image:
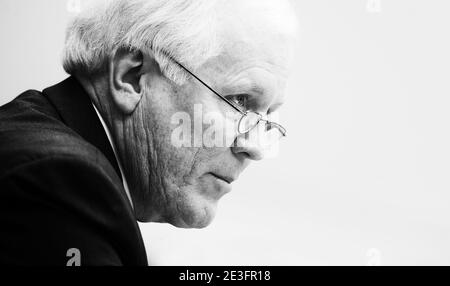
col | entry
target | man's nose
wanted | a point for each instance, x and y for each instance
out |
(248, 147)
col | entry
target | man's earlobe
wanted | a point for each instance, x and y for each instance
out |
(125, 79)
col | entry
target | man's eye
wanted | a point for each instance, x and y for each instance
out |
(241, 100)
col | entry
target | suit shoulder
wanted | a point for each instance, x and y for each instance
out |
(22, 147)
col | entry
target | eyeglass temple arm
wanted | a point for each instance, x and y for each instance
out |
(212, 90)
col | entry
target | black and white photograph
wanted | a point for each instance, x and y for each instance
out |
(229, 133)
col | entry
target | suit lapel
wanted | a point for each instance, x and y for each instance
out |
(75, 108)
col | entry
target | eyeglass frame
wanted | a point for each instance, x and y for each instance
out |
(280, 128)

> _Short problem_: Exclude the pictures, and transcribe all of the material exactly.

> _Result of this exercise_:
image:
col | entry
target | man's nose
wanted | a point for each instance, x and y for each instance
out |
(248, 147)
col | entry
target | man's earlobe
wanted | a point for each instance, x and y for each instance
out |
(125, 79)
col | entry
target | man's eye
wanted | a point for each instance, x and y for each instance
out |
(241, 100)
col | entry
target | suit shoulder
wanted | a point for each instance, x and y for each instance
out |
(22, 147)
col | entry
target | eyeglass temple arm
wanted | a point for each instance, x and y for each instance
out |
(212, 90)
col | entry
target | black and white photograph
wanted | a point for each instance, x and y for each instance
out |
(229, 133)
col | entry
target | suit lapel
wanted | a point for each instance, x and y for each instance
out |
(75, 108)
col | entry
target | eyeglass frame
wanted | a point for each instance, x and y for each instance
out |
(280, 128)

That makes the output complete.